--- begin Provided entries ---

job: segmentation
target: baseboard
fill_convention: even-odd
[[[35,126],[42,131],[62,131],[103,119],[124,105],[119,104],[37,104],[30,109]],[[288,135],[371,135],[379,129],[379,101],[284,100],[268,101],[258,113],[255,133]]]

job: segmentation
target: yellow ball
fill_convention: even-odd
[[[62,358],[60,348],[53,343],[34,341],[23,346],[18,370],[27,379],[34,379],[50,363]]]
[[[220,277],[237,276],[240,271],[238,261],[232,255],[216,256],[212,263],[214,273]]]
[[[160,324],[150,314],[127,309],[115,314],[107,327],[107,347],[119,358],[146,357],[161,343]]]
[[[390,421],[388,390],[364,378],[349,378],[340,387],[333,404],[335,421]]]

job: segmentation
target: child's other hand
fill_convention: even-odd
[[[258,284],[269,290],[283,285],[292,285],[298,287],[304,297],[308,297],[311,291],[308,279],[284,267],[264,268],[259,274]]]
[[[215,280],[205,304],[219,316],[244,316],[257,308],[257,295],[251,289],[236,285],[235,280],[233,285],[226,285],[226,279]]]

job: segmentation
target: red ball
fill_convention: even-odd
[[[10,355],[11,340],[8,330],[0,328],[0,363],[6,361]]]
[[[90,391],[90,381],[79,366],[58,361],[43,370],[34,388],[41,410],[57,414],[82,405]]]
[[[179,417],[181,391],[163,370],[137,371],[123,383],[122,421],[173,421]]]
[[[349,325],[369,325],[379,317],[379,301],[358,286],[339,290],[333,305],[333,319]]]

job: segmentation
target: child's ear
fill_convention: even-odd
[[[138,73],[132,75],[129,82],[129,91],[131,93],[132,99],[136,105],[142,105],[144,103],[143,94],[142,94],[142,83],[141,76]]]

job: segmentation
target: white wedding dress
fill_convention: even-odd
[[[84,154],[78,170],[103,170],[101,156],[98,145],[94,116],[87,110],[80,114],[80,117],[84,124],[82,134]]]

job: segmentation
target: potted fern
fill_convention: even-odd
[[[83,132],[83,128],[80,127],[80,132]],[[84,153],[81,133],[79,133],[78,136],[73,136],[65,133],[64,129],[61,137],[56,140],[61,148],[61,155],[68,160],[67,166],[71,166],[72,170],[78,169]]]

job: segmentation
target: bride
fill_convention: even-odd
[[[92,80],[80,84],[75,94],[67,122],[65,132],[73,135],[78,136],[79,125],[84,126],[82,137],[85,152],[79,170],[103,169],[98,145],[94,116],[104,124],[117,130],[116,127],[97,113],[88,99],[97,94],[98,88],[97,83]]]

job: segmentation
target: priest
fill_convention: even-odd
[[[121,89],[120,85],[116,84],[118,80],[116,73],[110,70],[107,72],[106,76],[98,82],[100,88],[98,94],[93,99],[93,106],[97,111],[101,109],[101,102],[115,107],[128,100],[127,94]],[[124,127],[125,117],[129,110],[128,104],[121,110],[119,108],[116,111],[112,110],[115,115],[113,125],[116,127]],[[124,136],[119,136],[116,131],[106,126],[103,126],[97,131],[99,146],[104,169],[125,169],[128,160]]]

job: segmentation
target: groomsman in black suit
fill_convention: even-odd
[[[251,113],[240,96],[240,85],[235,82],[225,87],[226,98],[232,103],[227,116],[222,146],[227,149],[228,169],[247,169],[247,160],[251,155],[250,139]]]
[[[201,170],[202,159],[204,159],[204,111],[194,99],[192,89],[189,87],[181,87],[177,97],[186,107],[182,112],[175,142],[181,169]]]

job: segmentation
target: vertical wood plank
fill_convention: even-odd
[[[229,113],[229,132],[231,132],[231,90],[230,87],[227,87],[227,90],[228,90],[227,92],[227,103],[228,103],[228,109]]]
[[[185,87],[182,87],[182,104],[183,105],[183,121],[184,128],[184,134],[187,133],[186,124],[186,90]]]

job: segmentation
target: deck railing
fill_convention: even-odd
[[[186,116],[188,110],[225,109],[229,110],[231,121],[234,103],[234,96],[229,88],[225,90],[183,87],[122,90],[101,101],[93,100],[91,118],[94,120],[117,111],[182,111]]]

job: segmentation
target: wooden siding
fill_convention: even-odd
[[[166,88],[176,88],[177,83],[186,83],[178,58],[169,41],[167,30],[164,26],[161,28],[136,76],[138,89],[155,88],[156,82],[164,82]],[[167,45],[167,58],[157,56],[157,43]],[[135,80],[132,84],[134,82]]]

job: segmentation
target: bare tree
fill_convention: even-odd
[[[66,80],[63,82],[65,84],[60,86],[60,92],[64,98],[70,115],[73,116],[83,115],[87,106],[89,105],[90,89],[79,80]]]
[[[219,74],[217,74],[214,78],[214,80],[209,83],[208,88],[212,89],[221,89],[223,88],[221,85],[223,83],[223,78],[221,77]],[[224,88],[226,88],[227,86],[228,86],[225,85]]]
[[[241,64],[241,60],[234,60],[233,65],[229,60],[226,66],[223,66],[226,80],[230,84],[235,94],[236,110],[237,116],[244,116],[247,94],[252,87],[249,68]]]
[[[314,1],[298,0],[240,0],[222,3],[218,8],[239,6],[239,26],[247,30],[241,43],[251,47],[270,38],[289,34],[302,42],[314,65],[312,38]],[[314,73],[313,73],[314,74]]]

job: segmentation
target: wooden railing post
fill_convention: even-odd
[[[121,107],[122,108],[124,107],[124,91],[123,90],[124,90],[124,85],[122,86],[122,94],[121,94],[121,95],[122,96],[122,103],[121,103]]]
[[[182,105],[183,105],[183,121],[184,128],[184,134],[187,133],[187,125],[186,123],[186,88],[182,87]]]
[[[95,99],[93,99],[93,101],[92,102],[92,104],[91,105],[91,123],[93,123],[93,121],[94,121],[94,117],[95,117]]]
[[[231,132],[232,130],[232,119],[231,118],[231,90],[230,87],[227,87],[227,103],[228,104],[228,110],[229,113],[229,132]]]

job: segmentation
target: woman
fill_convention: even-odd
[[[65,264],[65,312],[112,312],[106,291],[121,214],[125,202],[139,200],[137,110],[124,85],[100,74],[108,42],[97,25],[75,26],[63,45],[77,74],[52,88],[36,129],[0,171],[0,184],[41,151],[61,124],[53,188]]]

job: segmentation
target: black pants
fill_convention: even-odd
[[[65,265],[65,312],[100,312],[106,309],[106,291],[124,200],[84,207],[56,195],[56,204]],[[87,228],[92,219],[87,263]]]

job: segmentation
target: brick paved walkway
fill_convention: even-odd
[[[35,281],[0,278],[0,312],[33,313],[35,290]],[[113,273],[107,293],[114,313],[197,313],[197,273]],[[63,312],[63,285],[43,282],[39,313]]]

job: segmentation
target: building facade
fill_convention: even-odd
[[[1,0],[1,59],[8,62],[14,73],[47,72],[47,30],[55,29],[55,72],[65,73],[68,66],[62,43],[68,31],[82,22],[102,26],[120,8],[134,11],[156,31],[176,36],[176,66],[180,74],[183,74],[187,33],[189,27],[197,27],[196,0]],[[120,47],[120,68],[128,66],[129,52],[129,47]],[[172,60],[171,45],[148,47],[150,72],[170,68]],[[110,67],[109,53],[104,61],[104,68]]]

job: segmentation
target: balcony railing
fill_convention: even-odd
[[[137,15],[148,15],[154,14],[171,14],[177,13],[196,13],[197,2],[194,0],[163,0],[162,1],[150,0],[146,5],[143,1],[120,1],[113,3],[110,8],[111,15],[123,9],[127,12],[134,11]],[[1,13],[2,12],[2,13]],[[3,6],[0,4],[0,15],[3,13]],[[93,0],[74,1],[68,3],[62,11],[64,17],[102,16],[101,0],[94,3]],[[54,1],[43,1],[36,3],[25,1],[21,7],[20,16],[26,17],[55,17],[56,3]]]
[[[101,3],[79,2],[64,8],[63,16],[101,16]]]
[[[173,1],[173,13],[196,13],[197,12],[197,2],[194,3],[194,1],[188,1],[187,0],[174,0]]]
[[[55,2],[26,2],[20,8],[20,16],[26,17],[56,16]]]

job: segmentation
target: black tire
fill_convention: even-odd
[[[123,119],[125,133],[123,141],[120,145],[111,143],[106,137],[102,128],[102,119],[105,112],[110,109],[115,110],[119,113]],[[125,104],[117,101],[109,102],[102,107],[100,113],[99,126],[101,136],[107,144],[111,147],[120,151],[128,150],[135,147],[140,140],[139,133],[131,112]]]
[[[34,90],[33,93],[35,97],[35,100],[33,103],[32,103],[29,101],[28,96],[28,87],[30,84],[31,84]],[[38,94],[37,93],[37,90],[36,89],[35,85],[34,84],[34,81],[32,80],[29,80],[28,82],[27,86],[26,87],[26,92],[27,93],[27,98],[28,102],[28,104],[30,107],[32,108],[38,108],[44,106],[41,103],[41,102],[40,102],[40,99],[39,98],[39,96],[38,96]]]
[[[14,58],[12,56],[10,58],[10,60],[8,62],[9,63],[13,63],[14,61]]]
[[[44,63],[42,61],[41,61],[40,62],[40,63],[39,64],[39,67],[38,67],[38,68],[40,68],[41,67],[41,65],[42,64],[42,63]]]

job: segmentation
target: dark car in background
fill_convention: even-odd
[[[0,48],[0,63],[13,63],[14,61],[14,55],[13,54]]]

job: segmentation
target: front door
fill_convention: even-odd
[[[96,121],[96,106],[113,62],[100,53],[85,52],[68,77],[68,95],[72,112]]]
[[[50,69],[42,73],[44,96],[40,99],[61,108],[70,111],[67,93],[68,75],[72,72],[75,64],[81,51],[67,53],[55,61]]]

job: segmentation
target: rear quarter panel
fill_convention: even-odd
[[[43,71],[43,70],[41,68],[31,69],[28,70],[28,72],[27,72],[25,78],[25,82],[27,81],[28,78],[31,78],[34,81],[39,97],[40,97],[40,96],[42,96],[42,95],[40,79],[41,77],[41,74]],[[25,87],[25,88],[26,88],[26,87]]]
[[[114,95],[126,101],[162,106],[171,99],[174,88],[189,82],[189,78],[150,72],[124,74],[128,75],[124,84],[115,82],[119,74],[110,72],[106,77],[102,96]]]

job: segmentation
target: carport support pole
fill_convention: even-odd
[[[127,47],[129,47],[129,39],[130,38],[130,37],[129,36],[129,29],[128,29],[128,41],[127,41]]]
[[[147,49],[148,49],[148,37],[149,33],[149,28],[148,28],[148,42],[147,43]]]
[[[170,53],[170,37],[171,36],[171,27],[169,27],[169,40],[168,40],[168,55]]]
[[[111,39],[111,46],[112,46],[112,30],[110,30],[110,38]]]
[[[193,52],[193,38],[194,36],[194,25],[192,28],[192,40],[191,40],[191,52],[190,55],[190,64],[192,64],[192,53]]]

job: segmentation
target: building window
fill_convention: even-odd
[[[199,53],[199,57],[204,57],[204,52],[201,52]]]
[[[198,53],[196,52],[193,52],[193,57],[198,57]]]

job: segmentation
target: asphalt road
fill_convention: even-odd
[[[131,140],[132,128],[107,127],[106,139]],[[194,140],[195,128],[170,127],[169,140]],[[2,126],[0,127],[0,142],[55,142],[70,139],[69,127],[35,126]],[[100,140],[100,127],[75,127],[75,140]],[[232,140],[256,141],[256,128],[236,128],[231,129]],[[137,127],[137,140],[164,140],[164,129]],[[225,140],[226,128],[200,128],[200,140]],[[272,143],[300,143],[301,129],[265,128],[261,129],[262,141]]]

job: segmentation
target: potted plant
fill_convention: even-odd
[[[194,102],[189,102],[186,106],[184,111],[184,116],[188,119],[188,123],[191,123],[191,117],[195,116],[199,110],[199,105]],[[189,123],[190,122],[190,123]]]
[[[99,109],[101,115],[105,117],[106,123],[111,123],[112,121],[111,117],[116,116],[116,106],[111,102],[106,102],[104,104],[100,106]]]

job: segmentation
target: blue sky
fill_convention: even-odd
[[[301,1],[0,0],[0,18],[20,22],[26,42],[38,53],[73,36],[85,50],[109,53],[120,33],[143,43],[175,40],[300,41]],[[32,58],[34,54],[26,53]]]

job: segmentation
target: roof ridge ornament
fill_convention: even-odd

--- end Provided entries ---

Required task - Gather every line from the items above that contains the word "child".

Written response -
target: child's other hand
target: child's ear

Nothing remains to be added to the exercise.